- **Extracted entries**:
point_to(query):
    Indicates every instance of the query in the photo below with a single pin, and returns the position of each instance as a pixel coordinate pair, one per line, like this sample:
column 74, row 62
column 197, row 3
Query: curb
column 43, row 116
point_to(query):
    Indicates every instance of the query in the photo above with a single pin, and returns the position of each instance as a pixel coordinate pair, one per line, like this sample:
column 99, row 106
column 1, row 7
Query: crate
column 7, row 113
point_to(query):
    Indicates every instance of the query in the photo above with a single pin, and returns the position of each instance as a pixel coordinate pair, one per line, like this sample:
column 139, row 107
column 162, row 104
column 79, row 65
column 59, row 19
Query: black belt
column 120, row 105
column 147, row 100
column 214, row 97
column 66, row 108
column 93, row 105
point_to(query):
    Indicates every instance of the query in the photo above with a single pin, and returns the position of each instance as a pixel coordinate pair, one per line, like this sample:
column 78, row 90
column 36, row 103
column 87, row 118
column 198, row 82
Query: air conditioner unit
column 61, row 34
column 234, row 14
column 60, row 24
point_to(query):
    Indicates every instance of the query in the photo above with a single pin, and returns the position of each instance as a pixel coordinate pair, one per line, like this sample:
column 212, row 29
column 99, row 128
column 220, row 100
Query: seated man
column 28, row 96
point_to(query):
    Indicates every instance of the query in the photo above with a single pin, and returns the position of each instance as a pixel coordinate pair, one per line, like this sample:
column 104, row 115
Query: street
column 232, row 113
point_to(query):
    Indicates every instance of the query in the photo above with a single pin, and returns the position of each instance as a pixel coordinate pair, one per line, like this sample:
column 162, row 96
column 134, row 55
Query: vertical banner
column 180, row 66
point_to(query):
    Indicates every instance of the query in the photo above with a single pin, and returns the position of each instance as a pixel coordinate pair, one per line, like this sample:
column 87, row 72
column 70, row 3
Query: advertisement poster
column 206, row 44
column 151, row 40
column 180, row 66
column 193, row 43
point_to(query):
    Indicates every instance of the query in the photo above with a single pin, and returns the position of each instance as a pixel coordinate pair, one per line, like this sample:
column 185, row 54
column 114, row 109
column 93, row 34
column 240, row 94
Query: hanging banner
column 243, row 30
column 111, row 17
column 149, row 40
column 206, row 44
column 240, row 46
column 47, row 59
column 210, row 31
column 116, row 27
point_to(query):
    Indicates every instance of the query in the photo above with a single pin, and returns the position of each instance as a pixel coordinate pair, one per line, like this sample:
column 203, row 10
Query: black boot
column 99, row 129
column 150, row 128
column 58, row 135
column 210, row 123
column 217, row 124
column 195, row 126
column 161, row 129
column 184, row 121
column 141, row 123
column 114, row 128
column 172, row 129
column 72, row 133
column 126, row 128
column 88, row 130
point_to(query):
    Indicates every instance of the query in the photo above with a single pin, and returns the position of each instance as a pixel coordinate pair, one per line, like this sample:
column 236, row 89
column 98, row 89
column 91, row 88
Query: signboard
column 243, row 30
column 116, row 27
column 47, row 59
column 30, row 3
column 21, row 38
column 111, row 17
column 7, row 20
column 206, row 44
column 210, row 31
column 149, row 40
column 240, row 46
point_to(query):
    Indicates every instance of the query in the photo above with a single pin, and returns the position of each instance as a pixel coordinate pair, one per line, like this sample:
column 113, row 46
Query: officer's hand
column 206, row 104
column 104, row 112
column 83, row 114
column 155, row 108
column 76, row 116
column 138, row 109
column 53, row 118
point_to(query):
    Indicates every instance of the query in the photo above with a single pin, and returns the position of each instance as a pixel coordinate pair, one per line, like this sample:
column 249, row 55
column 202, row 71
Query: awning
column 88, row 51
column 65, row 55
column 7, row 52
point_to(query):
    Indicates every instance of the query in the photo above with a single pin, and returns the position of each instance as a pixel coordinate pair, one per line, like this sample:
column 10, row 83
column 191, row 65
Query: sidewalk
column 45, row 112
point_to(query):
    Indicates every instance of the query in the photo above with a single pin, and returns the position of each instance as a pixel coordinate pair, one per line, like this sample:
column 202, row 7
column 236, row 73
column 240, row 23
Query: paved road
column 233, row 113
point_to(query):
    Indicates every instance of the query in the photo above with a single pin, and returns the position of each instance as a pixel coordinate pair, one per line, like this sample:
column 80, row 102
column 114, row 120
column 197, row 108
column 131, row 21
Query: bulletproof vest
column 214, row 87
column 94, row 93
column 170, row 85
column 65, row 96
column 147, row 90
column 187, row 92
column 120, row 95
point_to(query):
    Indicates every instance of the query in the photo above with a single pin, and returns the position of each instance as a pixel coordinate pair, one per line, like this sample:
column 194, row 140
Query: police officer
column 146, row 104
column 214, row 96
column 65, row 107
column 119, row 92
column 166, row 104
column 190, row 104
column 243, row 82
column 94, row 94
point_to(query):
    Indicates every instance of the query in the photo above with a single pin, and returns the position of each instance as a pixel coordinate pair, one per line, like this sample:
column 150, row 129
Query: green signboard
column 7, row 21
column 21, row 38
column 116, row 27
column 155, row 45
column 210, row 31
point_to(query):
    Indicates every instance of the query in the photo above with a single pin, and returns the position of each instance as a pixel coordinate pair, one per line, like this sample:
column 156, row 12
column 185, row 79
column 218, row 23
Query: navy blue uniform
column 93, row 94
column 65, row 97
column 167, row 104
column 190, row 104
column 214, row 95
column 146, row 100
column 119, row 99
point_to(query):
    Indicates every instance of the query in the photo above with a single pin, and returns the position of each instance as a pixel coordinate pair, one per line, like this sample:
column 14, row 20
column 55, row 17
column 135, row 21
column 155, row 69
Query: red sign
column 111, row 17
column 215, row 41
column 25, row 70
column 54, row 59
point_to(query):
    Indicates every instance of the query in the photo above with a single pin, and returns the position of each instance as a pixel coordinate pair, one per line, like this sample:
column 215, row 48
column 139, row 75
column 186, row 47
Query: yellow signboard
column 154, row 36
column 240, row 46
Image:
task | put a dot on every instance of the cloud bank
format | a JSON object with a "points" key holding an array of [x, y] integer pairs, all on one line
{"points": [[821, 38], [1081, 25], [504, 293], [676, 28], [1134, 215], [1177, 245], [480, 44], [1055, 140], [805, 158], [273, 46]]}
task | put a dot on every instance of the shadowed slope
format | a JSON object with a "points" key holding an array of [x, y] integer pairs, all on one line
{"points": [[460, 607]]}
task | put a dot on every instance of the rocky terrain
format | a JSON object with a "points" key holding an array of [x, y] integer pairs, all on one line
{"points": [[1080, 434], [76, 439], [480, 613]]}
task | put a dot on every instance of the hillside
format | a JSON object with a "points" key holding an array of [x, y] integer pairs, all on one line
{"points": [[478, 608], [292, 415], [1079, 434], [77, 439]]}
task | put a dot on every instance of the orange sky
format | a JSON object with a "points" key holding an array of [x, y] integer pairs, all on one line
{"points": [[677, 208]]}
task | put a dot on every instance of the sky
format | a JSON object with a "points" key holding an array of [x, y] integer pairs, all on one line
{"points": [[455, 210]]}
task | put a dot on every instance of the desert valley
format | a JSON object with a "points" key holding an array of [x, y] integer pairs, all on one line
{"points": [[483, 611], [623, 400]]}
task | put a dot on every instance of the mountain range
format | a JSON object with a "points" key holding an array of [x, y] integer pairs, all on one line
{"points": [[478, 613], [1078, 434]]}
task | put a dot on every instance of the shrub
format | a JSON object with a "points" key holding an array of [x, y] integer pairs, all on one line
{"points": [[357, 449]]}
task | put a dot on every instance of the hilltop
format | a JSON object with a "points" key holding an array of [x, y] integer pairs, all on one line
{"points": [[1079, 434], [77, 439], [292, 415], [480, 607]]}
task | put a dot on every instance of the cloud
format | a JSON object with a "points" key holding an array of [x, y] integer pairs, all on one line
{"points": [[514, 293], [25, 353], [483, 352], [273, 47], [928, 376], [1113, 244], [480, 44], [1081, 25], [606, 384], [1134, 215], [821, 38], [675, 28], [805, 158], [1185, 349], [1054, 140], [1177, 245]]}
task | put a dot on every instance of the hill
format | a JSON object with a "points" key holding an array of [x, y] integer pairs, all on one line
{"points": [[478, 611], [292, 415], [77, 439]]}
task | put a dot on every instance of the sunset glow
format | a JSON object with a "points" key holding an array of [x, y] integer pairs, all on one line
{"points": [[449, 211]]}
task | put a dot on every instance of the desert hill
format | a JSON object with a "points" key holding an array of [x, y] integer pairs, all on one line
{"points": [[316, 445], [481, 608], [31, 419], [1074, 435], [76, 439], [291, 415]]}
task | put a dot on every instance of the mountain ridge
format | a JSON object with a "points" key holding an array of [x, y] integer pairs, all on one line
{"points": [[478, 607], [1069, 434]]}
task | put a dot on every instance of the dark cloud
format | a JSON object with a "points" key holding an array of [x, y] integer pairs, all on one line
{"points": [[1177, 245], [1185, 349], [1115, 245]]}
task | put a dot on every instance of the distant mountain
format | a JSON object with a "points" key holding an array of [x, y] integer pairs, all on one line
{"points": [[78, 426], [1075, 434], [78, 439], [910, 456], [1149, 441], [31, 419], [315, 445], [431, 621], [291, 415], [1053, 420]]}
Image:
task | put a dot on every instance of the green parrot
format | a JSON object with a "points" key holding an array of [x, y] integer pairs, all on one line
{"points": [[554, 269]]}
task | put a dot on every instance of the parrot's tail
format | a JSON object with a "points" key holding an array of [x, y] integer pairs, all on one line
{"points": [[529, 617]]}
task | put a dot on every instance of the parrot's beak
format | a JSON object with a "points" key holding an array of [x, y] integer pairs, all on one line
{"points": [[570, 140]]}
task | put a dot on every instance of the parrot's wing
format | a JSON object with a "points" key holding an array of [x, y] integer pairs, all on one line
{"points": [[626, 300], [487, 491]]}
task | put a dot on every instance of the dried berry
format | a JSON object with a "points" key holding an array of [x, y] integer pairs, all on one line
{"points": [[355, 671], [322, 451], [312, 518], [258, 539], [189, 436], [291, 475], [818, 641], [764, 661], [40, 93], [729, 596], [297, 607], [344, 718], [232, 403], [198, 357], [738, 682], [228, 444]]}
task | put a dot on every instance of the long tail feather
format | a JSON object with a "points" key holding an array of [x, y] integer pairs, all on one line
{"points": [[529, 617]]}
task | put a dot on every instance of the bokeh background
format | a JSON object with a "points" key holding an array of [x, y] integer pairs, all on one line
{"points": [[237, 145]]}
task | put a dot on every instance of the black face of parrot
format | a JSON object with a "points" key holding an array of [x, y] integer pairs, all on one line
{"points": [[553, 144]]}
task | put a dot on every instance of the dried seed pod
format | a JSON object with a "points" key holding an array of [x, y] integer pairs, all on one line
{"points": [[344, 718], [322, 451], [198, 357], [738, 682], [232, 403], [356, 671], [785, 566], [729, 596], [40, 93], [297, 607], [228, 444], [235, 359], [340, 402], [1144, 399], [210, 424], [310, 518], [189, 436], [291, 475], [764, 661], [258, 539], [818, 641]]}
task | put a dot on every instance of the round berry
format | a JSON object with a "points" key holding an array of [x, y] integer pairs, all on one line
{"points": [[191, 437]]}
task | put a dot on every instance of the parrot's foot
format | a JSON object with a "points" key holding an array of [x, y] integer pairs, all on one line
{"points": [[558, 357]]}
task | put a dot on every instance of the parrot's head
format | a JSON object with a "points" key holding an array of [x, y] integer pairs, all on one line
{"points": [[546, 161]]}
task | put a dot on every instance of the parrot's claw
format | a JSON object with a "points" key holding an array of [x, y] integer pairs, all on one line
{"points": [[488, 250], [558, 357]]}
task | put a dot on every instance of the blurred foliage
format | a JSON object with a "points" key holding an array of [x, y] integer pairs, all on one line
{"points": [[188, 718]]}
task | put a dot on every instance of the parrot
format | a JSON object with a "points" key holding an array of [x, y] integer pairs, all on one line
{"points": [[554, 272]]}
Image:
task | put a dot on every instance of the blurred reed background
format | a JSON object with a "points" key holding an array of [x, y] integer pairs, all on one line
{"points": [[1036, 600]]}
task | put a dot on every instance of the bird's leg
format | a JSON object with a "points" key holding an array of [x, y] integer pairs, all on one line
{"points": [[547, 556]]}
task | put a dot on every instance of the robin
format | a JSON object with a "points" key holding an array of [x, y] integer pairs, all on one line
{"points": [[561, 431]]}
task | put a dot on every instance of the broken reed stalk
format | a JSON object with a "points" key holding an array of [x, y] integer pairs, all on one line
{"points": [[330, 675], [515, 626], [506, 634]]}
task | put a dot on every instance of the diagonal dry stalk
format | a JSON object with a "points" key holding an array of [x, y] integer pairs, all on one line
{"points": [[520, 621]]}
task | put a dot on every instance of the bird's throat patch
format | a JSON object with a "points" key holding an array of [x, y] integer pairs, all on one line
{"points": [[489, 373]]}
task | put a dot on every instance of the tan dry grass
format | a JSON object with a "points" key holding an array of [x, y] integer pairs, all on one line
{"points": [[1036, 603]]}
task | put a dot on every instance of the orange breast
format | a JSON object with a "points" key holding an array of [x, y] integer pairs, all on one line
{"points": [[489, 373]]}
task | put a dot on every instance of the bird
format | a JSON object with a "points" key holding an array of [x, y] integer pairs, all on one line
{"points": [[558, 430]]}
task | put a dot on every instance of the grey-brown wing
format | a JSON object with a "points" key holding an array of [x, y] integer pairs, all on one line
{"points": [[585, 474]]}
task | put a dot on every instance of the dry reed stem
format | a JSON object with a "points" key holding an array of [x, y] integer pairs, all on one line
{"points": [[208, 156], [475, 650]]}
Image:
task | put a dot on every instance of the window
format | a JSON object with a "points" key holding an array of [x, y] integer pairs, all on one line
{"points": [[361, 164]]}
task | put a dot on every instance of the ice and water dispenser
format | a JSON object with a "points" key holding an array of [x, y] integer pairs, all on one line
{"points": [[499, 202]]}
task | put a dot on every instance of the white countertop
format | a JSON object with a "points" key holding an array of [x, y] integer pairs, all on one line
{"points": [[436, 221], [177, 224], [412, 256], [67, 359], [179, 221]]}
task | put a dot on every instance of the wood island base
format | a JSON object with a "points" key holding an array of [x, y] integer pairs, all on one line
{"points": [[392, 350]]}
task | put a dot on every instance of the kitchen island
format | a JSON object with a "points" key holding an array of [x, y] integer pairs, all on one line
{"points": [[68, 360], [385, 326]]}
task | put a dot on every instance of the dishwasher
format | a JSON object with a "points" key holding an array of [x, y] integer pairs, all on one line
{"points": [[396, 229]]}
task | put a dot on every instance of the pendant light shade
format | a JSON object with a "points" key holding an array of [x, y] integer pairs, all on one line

- **Exercise aim**: Please provide the number of lines in the listing above that contain the word "dried", and nothing further.

- **Output for this exercise**: 2